Исходный текст -
==================================================

Широкомасштабному производству сырья способствовали технические усовершенствования в технологии производства, рынках и транспорте, а также в производстве конечного продукта. Это прямо и косвенно вело к тому, что энергия колоний направлялась на производство сырья. Прямо и косвенно, поскольку население занималось производством сырья и производством средств производства. Сельское хозяйство, промышленность, транспорт, торговля, финансы и деятельность государственных органов всё больше подчинялись задаче производства сырья для общества с более высокой степенью специализации промышленности. Государственная политика, пожалуй, лишь усиливала эту общую тенденцию (например, в сфере торговли), хотя и в разной степени по отношению к разным отраслям промышленности. Несмотря на свободу в ведении торговли, Канада сохраняла зависимость от Британии и, главным образом, потому, что оставалась экспортером сырья в промышленно более развитую метрополию.

==================================================

Задания -
**a.** Определите, согласуются ли с текстом о производстве сырья в колониях утверждения (i), (ii) и (iii). Каждый ответ «да» или «нет» подтвердите точной цитатой из текста. (i) Государственная политика одинаково влияла на все отрасли промышленности. (ii) Канада сохраняла зависимость от Британии. (iii) Производству сырья способствовали технические усовершенствования в транспорте.
**b.** Изложите содержание текста о производстве сырья в колониях в двух предложениях.
**c.** Продолжите текст о производстве сырья в колониях, начав сразу после его последнего предложения.
Записи представляют собой самостоятельный материал и к тексту о производстве сырья не относятся.

[Извлечённые записи]
==================================================

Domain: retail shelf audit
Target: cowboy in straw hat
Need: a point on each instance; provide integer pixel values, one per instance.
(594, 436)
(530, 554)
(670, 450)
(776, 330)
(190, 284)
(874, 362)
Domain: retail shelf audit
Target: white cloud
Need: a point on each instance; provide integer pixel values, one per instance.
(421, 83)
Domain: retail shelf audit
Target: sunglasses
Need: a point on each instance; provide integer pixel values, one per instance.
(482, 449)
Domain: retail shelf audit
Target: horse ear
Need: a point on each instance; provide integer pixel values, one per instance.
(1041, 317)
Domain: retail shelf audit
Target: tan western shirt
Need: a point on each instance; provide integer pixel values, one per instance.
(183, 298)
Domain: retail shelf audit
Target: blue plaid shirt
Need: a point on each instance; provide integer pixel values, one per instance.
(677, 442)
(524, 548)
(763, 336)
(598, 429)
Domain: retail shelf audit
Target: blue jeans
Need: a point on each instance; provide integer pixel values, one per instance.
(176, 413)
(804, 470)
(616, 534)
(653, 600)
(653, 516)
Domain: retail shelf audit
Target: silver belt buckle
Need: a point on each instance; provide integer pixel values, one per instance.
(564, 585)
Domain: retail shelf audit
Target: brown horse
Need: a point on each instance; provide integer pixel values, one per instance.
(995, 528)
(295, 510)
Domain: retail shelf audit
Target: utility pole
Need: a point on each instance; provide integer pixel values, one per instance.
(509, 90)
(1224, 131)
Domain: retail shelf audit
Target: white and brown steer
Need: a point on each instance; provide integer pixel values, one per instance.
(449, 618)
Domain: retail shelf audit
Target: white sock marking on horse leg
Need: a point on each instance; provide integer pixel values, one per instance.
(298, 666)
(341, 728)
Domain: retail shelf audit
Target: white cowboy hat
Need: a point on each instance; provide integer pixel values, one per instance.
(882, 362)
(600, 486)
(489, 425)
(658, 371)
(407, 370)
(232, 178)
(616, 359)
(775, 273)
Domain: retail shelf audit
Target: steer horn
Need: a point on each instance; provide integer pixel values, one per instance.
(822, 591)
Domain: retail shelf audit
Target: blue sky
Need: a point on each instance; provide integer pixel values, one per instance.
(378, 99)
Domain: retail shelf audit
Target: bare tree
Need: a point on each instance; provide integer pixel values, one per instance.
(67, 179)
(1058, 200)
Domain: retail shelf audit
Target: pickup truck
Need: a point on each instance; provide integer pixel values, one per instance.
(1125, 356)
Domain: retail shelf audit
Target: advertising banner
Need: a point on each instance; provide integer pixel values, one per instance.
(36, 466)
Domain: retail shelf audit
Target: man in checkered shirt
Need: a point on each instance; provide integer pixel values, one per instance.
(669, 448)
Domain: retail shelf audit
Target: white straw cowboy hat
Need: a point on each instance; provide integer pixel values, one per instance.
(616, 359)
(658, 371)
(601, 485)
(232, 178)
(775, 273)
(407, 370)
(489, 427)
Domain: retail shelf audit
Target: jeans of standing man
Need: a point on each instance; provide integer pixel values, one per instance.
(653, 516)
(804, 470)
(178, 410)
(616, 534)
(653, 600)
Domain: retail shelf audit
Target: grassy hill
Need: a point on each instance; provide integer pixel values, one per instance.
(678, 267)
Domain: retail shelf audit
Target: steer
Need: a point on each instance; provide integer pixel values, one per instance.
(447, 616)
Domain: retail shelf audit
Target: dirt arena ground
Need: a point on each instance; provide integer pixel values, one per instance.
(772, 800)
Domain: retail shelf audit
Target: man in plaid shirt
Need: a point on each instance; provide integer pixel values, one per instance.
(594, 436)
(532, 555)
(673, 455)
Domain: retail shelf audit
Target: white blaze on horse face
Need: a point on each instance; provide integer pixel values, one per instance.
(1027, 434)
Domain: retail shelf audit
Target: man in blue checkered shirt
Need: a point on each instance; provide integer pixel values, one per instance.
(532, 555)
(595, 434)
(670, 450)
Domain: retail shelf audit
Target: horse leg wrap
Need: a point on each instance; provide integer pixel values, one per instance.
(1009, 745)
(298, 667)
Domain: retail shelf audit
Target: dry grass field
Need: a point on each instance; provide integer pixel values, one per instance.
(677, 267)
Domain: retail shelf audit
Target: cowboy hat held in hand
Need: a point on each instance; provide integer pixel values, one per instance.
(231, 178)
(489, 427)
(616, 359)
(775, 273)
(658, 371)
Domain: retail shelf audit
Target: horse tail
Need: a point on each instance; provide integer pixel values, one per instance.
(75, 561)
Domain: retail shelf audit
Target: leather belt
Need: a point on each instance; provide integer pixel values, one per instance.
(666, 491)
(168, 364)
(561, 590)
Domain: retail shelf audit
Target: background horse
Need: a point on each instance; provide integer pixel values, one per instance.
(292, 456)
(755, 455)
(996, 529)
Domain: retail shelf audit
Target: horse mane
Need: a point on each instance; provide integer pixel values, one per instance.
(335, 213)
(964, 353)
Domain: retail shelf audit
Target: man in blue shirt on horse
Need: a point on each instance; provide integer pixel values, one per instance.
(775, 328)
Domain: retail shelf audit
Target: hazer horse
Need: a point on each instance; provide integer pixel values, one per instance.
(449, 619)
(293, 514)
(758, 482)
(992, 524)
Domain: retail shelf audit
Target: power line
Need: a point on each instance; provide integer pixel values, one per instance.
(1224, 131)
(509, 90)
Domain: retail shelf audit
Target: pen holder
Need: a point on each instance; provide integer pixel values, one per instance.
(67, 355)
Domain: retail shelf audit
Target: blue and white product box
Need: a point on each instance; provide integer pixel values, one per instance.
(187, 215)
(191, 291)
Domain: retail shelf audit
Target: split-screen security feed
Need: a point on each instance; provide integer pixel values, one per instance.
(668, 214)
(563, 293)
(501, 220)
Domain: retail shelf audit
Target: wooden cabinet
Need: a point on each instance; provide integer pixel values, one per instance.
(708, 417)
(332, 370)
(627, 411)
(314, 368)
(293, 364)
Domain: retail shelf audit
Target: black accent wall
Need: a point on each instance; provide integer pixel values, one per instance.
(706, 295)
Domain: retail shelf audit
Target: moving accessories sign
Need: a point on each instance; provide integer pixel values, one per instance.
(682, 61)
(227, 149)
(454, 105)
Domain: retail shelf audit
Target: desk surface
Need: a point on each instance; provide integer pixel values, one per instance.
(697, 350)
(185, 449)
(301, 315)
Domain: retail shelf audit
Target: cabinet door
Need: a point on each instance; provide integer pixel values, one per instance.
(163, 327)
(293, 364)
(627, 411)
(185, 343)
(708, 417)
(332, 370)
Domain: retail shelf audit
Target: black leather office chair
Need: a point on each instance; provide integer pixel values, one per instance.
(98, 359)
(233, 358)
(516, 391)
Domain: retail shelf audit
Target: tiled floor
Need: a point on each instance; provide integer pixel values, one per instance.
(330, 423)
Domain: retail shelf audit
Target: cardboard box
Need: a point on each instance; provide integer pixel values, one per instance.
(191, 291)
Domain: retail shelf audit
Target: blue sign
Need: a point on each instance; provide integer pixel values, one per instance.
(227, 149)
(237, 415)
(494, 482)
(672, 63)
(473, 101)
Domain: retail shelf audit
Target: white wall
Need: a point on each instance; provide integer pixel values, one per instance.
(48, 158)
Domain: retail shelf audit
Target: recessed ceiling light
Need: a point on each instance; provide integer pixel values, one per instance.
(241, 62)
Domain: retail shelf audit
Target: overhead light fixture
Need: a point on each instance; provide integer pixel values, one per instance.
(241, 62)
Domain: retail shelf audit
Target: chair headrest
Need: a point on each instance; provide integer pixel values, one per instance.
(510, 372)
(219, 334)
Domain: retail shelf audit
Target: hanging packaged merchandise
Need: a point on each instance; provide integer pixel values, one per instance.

==================================================

Ответы к заданиям -
**a.** (i) Нет: «хотя и в разной степени по отношению к разным отраслям промышленности». (ii) Да: «Канада сохраняла зависимость от Британии». (iii) Да: «технические усовершенствования в технологии производства, рынках и транспорте».

**b.** Технические усовершенствования в производстве, на рынках и в транспорте направляли энергию колоний на производство сырья, и этой задаче всё больше подчинялись сельское хозяйство, промышленность, транспорт, торговля, финансы и деятельность государственных органов. Государственная политика, пожалуй, лишь усиливала эту тенденцию, а Канада, несмотря на свободу торговли, сохраняла зависимость от Британии главным образом потому, что оставалась экспортером сырья в более развитую метрополию.

**c.**
Как поясняет Иннис, война за независимость 1776 года была столкновением между центром и периферией, что в шестнадцатом столетии было равнозначно конфликту между конформизмом и нонконформизмом, между политикой и литературой. И подобно тому, как «колония, занимающаяся торговлей мехом, была не в состоянии развивать собственную промышленность, способную конкурировать с мануфактурами метрополии», периферия усвоила чисто потребительское отношение к литературе и искусству, которое сохранялось вплоть да нашего века.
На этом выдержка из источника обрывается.